Pick up the pension portability article below from its last sentence and write what comes next.

Page text =>
....

The Problem With Pension Portability

Publication year2021

77 Nebraska L. Rev. 344. The Problem with Pension Portability

344

Steven L. Willborn*


The Problem with Pension Portability


TABLE OF CONTENTS


I. Introduction ........................................... 344
II. Pension Portability: The Landscape ..................... 346
III. Evaluating the Costs and Benefits of Enhanced
Portability ............................................ 349
A. Financial Effects ................................... 350
1. Sources of Increased Benefits and Costs .......... 350
a. Table 1: The Wage-Indexing Effect of
Portability ................................... 351
2. Magnitude and Distribution of Increased Costs
and Benefits ..................................... 352
b. Table 2: Effects of Enhanced Portability in a
Dynamic World ................................. 357
B. Labor Market Effects ................................ 359
C. Administrative and Technical Issues ................. 361
IV. The Problem With Portability ............................ 363


I. INTRODUCTION

Pensions are a very important type of employee benefit, but some of the problems with them arise precisely because they are employee benefits. This Article discusses one of those problems: portability. When employees change jobs, they often lose pension benefits. Sometimes employees may not be fully "vested" in their pensions, and so they lose all or a part of their benefits when they change jobs. Other employees may be in plans that implicitly impose penalties for changing jobs, even if the employees are vested. Portability refers to the ability of employees to carry their pension benefits with them as they change jobs.

Concern about limited portability is a current (fn1) and recurrent (fn2) topic of public policy debate. This article will not resolve much in that de-

345

bate. Indeed, its message is quite the opposite: the portability debate will be very difficult to resolve for two interrelated reasons. First, the debate involves very difficult questions about the costs and distributional effects of changes in the rules relating to portability. Pension portability sounds good in general, as a soundbite or one-line campaign theme. After all, who could be against workers carrying their pension benefits with them as they change jobs? But pension portability will have costs that will be distributed across workers and employers in a particular way. Those costs and distributional effects pose an empirical challenge: it is difficult to determine what they are with an acceptable degree of precision. And they pose a normative challenge: with its costs and distributional effects, does portability provide a net benefit? The status quo, which is quite powerful in any event, becomes an even more formidable opponent when the consequences of every alternative are clouded with uncertainty.

....

(Entries drawn from a collection)
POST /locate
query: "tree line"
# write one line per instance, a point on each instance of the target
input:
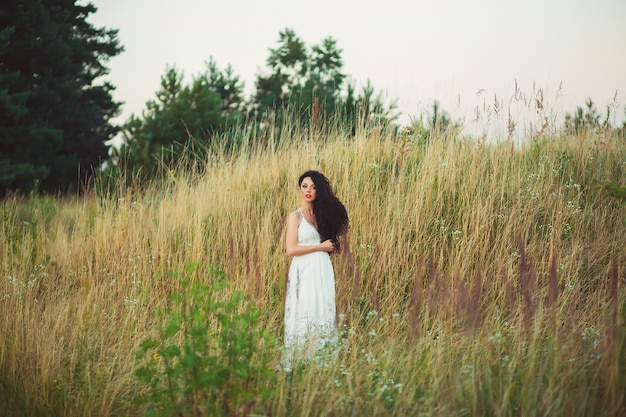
(56, 109)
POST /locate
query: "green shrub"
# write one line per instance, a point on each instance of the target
(208, 357)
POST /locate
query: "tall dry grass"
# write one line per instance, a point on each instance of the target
(476, 279)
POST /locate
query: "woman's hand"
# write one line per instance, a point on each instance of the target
(328, 246)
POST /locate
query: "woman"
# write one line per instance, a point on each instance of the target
(312, 235)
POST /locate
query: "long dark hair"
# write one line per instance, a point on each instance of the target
(330, 213)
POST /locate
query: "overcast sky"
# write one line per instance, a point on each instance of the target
(467, 54)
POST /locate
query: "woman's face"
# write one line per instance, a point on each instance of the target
(308, 191)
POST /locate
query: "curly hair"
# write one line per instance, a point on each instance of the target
(330, 213)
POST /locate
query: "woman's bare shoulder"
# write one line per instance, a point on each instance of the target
(295, 216)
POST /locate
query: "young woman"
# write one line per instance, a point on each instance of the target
(313, 231)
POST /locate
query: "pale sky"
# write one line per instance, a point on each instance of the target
(465, 54)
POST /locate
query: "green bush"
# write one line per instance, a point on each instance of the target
(208, 357)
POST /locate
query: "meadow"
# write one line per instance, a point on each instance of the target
(477, 279)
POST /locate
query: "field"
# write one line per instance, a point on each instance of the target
(476, 280)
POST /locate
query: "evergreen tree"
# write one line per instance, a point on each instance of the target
(54, 118)
(310, 83)
(202, 110)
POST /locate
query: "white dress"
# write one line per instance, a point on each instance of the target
(310, 301)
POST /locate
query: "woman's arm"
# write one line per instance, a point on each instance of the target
(291, 240)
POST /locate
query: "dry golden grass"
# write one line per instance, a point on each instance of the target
(476, 279)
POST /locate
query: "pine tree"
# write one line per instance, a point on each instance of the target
(54, 116)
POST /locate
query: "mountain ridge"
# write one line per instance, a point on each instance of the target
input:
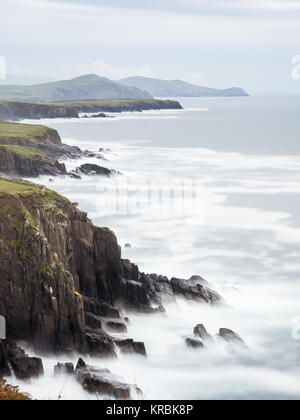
(87, 87)
(179, 88)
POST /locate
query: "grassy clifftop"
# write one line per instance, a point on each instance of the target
(71, 109)
(32, 132)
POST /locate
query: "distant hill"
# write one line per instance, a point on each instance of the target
(177, 88)
(80, 88)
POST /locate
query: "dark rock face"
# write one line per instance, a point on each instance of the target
(193, 290)
(92, 169)
(27, 367)
(93, 321)
(118, 327)
(194, 343)
(67, 274)
(130, 347)
(14, 111)
(103, 382)
(24, 367)
(100, 344)
(64, 368)
(232, 338)
(4, 359)
(29, 166)
(201, 332)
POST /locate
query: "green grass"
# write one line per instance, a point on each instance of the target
(15, 130)
(10, 187)
(22, 151)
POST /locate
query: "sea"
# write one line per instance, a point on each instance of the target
(210, 190)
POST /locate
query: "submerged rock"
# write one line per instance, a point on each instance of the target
(194, 343)
(24, 367)
(131, 347)
(119, 327)
(201, 332)
(4, 359)
(64, 368)
(232, 338)
(193, 289)
(100, 344)
(92, 169)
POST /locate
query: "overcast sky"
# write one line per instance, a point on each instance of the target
(218, 43)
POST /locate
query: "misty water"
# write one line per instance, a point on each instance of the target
(243, 236)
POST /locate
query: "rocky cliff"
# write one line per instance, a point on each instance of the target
(61, 276)
(14, 111)
(28, 163)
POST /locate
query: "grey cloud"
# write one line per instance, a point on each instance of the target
(238, 8)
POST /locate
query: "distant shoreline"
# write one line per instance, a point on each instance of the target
(17, 110)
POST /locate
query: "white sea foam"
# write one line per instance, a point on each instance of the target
(246, 244)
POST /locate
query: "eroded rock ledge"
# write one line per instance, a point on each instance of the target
(67, 276)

....

Expected answer =>
Second, the portability debate is difficult because any changes affect, not only the ability of employees to transfer benefits, but also the calculus employers make when they decide whether to offer pensions as an employee benefit. Employers offer pensions, not out of the goodness of their hearts, but because pensions serve certain functions, such as retaining good employees, motivating them, and regulating retirement flows. Portability would interfere with the ability of pensions to perform these functions both directly (by making it more difficult to use pensions to serve those functions) and indirectly (by making it more expensive to use pensions for those purposes). Employers have an option when portability interferes with their ability to use pensions to pursue their employment objectives: offer fewer and less generous pensions.

This Article is about pension portability, but the problems addressed are important and general ones affecting all types of employee benefits. All employee benefits are part of the compensation package and, as such, all are designed to pursue certain employment-related goals. Portability of health care benefits, for example, poses issues similar to those posed by pension portability.(fn3) Regulation on that is-

346

sue, and indeed regulation of all employee benefits, occurs in the context
of uncertainty about the costs of regulation and its distributional effects and about its effect on the continued willingness of employers to offer the benefit. This Article is intended both as an exploration of the issue of pension portability and as a case study of the challenges posed to lawmakers as they consider regulation of employee benefits generally.


II. PENSION PORTABILITY: THE LANDSCAPE

In general terms, portability refers to the ability of participants to transfer pension rights from one employer to another following a change in employment. For convenience, I am going to refer to the employer that the participant is leaving as the "old employer" and the employer that the participant is joining as the "new employer."(fn4)

347

Participants may be interested in transferring two distinct types of pension rights.(fn5) First, participants may want to transfer service credit. In general terms, service credit means credit for the number of years participants have worked with the old employer.(fn6) Second, participants may be interested in transferring assets held on their behalf in the old employer's fund.

The ability to transfer service credit may be important for participants in both defined-benefit (fn7) and defined-contribution plans.(fn8) Both types of plans may have "vesting" requirements that provide for all or

348

some portion of an employee's pension benefits to be forfeited if she changes jobs too soon. Generally, employees become fully vested only after working five to seven years.(fn9) The ability to transfer service credit would permit more employees to vest and, hence, to receive amounts that would otherwise remain unvested and thus be forfeited. For example, an employee who changed jobs every three years would never vest if all her employers had five-year cliff vesting rules. But if a portability scheme permitted service credit to be transferred, she could vest after two years with her second employer and with every later employer.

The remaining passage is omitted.